#### [REQUIRED TASKS]
1. According to the bottled water article, how often must tap water be checked?
2. The bottled water article names the kinds of bottled water people drink. List every one.
3. Reproduce the part of the bottled water article from "But what these" up to and including "additives like chlorine.".

#### [PASSAGE TO READ]
-- Opening Marker --

Bottled water `less safe` than tap
London: Bottled water, the benefits of which are so valued that it costs up to 1,000 times more than what comes out of the tap, is subject to far less stringent safety tests than tap water and far from being healthier, to a new study has claimed.
According to a university study, bottled water is also much more likely to be contaminated or become a source of infection, the Daily Mail reported.
The warning suggests that much of the ore than 1.5-billion-pound people from Britain pay for bottled water each year in the belief that it is better for us is spent mistakenly.
On an average, we drink 33 litres of bottled water annually, whether ordinary mineral, fizzy, or ‘purified’ tap water.
Almost a quarter of people who drink bottled water at home say they do so because they believe it is better for them than tap water, according to market researchers Mintel.
But what these consumers may not realise is that tap water must be checked daily under a rigorous inspection regime.
It also contains trace amounts of chlorine that prevent the spread of anything harmful like bacterial infections.
By contrast, makers of bottled water are only required to undertake monthly testing at source. Once filled and sealed, a bottle of water might remain in storage for months before it is sold. Bottled water contains no disinfecting additives like chlorine.
After a bottle of water is opened it has no way of remaining sterile, and so must be drunk within days.

-- Closing Marker --

#### [DATASET]
-- Opening Marker --

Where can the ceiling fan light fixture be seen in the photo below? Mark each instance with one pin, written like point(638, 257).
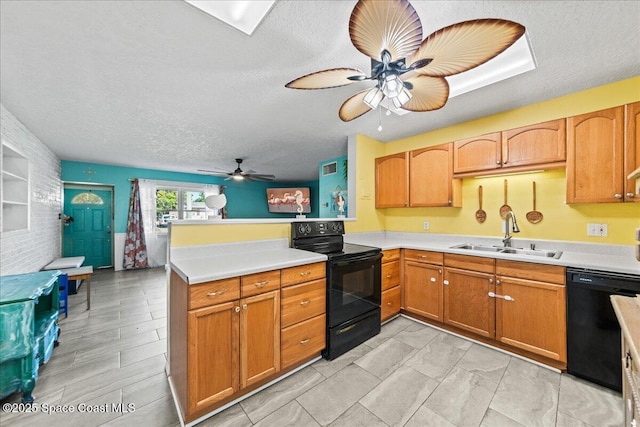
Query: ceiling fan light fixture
point(403, 97)
point(373, 97)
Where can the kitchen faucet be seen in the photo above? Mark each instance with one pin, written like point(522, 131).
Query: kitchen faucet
point(507, 234)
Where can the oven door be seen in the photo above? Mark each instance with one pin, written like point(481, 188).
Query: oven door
point(354, 287)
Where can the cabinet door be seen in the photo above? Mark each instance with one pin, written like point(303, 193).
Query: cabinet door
point(533, 317)
point(467, 303)
point(632, 151)
point(259, 337)
point(477, 154)
point(535, 144)
point(423, 289)
point(390, 274)
point(595, 157)
point(392, 181)
point(431, 180)
point(213, 360)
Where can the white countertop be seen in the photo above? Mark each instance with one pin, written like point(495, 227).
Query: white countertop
point(198, 264)
point(614, 258)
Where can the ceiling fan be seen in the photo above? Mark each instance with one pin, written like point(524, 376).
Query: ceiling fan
point(240, 175)
point(390, 33)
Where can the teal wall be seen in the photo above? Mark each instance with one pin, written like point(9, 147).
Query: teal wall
point(331, 184)
point(244, 199)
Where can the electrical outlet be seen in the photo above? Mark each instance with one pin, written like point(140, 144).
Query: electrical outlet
point(597, 230)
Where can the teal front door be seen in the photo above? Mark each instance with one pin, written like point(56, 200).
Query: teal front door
point(89, 234)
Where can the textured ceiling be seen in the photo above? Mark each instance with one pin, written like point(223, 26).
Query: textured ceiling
point(161, 85)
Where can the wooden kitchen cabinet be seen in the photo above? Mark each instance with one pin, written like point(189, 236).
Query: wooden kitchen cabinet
point(467, 304)
point(390, 304)
point(259, 337)
point(595, 157)
point(431, 181)
point(480, 153)
point(538, 146)
point(631, 151)
point(213, 358)
point(392, 181)
point(304, 296)
point(531, 308)
point(422, 291)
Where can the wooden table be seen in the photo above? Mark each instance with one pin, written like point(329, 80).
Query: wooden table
point(81, 273)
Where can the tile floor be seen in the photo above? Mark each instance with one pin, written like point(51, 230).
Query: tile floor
point(111, 360)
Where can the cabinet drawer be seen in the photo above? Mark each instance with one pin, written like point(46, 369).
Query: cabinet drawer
point(253, 284)
point(303, 273)
point(303, 340)
point(530, 271)
point(423, 256)
point(390, 255)
point(302, 302)
point(210, 293)
point(390, 303)
point(469, 262)
point(390, 275)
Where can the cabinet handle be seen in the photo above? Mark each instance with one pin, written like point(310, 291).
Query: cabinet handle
point(504, 297)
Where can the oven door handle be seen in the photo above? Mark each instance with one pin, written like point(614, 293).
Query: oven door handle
point(357, 259)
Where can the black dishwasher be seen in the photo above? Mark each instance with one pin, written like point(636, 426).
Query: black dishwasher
point(593, 332)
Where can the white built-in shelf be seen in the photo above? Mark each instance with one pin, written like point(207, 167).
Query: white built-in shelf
point(15, 189)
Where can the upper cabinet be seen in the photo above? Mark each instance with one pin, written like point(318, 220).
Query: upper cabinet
point(431, 180)
point(542, 145)
point(15, 189)
point(596, 153)
point(392, 181)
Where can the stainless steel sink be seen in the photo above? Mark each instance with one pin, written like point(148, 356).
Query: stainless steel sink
point(515, 251)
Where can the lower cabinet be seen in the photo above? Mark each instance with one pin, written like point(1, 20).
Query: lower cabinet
point(531, 308)
point(467, 304)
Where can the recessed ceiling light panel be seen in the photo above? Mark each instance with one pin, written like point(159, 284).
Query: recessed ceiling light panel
point(242, 15)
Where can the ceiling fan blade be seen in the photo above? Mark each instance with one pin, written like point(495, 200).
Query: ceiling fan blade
point(219, 173)
point(392, 25)
point(261, 177)
point(465, 45)
point(325, 79)
point(429, 93)
point(354, 107)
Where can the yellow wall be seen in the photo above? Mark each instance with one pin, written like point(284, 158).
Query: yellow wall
point(561, 221)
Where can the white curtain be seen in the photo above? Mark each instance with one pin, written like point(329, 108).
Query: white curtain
point(156, 246)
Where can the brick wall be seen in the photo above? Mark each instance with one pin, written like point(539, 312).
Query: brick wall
point(29, 250)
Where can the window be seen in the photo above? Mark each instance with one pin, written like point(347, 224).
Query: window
point(182, 203)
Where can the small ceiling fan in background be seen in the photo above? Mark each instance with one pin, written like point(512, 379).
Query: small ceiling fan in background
point(390, 33)
point(239, 174)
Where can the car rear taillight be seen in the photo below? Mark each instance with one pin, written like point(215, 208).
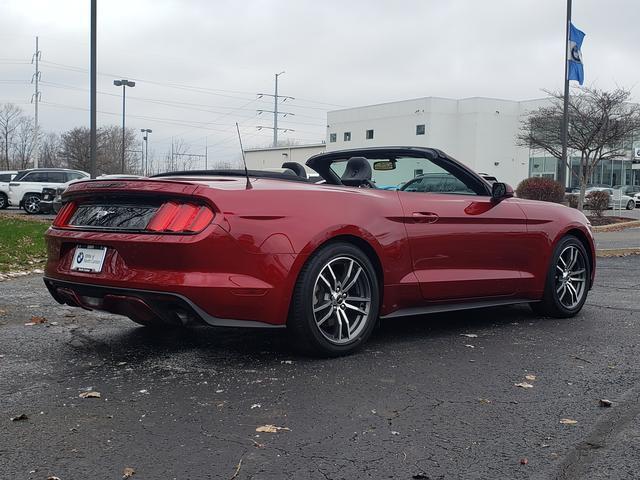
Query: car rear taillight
point(64, 215)
point(180, 217)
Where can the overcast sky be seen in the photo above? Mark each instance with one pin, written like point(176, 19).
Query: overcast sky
point(199, 64)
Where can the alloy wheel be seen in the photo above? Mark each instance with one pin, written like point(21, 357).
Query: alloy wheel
point(571, 277)
point(342, 300)
point(32, 204)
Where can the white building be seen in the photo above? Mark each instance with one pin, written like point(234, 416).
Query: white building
point(479, 132)
point(274, 157)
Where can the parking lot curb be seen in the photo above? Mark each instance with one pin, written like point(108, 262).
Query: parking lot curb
point(617, 252)
point(616, 226)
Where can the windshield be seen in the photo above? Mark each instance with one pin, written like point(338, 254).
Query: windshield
point(410, 174)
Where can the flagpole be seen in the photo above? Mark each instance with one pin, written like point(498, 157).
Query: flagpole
point(562, 168)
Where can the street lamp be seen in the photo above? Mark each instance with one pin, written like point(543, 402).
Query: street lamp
point(124, 84)
point(145, 139)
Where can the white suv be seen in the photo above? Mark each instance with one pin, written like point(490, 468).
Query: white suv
point(5, 178)
point(25, 190)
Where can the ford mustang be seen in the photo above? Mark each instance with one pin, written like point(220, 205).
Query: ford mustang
point(387, 232)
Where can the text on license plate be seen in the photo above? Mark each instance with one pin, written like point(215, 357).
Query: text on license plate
point(88, 259)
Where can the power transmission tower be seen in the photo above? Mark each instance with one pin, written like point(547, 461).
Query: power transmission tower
point(35, 98)
point(275, 111)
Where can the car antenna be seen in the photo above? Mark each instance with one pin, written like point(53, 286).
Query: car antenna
point(244, 160)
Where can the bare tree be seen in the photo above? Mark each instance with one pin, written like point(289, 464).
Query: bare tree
point(23, 144)
point(75, 149)
point(177, 157)
point(10, 116)
point(601, 126)
point(50, 150)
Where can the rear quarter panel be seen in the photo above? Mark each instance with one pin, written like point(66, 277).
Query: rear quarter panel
point(298, 220)
point(547, 223)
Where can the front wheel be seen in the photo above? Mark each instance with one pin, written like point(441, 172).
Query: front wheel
point(31, 203)
point(335, 302)
point(567, 281)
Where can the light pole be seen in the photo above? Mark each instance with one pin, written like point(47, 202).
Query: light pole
point(124, 84)
point(145, 162)
point(275, 113)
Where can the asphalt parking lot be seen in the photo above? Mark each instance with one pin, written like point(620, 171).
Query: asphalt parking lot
point(426, 398)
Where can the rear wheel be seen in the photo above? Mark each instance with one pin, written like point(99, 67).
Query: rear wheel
point(31, 203)
point(567, 281)
point(335, 302)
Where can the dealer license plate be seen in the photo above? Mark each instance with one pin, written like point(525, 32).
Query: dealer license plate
point(88, 259)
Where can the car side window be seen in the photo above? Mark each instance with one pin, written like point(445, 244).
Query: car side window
point(33, 177)
point(56, 177)
point(74, 176)
point(437, 180)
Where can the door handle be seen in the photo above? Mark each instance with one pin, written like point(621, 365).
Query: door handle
point(425, 217)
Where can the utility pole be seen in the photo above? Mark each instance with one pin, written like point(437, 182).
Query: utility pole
point(92, 95)
point(124, 84)
point(145, 139)
point(35, 99)
point(275, 111)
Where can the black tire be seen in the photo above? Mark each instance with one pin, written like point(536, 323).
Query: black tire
point(31, 203)
point(306, 333)
point(553, 302)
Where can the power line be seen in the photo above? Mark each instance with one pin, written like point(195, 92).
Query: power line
point(197, 89)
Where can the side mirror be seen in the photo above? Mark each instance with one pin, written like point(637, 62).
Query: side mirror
point(500, 191)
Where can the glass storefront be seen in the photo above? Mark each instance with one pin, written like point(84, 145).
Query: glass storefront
point(608, 172)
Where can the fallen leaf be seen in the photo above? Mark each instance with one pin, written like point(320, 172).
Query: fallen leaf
point(238, 467)
point(523, 385)
point(271, 429)
point(568, 421)
point(91, 394)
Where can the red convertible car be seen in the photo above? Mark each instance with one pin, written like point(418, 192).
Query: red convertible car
point(388, 232)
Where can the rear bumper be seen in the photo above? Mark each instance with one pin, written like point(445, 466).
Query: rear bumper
point(209, 275)
point(144, 306)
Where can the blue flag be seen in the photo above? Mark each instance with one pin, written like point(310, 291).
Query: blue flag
point(574, 55)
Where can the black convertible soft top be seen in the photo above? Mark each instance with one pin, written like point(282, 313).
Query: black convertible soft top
point(235, 173)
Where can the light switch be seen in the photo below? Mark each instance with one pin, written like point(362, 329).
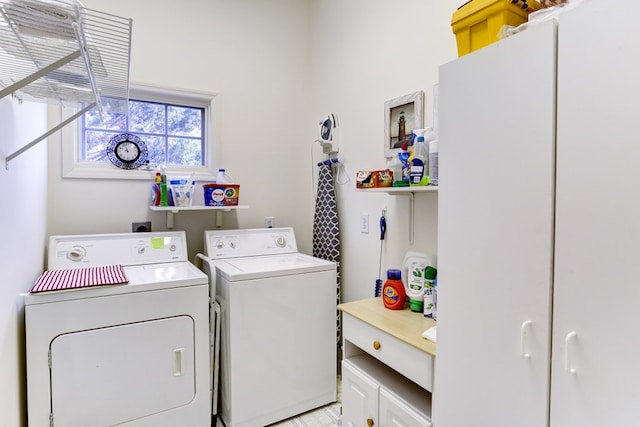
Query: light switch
point(364, 223)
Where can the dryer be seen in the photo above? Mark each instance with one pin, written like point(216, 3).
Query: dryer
point(134, 355)
point(278, 316)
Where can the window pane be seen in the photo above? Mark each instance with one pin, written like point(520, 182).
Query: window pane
point(157, 149)
point(146, 117)
point(184, 121)
point(185, 151)
point(95, 144)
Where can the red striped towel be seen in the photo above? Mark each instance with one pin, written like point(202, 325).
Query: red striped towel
point(56, 280)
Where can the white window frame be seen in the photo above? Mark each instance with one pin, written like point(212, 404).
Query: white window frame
point(74, 167)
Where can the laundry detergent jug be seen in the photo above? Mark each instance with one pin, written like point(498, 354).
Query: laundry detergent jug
point(413, 277)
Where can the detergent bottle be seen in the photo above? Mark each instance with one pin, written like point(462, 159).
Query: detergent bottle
point(223, 177)
point(419, 160)
point(393, 293)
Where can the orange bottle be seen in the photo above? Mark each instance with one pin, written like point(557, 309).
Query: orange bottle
point(393, 293)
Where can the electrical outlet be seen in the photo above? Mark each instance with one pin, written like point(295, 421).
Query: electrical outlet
point(269, 221)
point(141, 226)
point(364, 223)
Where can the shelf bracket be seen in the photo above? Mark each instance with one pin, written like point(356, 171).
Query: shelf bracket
point(47, 134)
point(170, 219)
point(412, 202)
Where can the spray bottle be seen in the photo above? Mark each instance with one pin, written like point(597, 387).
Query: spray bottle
point(419, 160)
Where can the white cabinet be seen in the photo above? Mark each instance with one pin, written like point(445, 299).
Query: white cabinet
point(597, 239)
point(495, 233)
point(387, 370)
point(538, 226)
point(375, 395)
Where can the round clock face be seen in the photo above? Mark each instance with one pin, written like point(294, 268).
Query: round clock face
point(127, 151)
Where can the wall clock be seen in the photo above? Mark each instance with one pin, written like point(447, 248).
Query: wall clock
point(127, 151)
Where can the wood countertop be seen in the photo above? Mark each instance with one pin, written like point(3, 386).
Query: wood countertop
point(404, 324)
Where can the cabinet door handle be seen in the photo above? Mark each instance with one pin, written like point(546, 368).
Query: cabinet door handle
point(573, 335)
point(523, 332)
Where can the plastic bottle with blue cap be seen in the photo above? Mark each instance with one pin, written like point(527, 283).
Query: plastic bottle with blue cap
point(223, 177)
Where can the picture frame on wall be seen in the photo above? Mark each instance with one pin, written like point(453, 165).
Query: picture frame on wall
point(401, 116)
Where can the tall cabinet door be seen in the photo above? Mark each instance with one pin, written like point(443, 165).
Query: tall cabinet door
point(495, 233)
point(596, 351)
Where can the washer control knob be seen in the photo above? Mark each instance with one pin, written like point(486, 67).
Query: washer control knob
point(76, 253)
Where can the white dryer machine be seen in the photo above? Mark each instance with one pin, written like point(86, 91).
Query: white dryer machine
point(134, 355)
point(278, 338)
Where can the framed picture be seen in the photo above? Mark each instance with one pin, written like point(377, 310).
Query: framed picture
point(401, 116)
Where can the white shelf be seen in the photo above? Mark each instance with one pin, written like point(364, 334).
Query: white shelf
point(401, 190)
point(170, 210)
point(404, 191)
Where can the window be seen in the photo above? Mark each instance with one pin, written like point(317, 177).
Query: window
point(175, 127)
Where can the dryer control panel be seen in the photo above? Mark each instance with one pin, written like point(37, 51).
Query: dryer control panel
point(220, 244)
point(123, 248)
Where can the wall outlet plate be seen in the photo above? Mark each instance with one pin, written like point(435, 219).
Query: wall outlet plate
point(138, 227)
point(269, 222)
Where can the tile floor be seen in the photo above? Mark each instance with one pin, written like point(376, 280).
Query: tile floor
point(326, 416)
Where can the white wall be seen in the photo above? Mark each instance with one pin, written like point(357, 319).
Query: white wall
point(255, 55)
point(23, 231)
point(365, 53)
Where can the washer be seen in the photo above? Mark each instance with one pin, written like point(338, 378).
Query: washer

-- Closing Marker --

#### [ANSWERS FOR EACH ITEM]
1. Daily.

2. Ordinary mineral water, fizzy water, and 'purified' tap water.

3.
But what these consumers may not realise is that tap water must be checked daily under a rigorous inspection regime.
It also contains trace amounts of chlorine that prevent the spread of anything harmful like bacterial infections.
By contrast, makers of bottled water are only required to undertake monthly testing at source. Once filled and sealed, a bottle of water might remain in storage for months before it is sold. Bottled water contains no disinfecting additives like chlorine.